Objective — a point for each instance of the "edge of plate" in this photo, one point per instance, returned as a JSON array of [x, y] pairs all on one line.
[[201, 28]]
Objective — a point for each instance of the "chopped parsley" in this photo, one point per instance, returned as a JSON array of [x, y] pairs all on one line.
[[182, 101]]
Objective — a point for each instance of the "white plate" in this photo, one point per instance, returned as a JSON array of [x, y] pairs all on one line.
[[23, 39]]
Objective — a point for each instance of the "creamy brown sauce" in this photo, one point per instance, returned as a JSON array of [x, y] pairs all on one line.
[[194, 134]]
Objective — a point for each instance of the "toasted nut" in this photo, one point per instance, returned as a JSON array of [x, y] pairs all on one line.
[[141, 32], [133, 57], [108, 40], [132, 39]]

> **Work request**
Copy out every entry exactly.

> **Output**
Objective — a point for each instance of the "edge of plate" in this photo, one point per instance, returned as a JSON array of [x, y] pairs all on one line.
[[201, 28]]
Objective — a point for each instance of the "chopped parsley" in this photo, one point per instance, returned as a JSON array of [x, y] pairs all on one line.
[[182, 101]]
Objective — a point for each instance of the "white plate" in this photo, one point per instance, returned as a JSON array of [x, y] pairs all on one line.
[[23, 39]]
Objective — a point for each instance of the "creamy brown sauce" in this photo, one point per instance, returned as a JSON array of [x, y] pairs all on one line.
[[194, 134]]
Objective — a point for each instance of the "toasted nut" in this photo, one point per instance, returned as a JSON array of [x, y] pairs all on one line.
[[141, 32], [133, 57], [108, 40], [132, 39]]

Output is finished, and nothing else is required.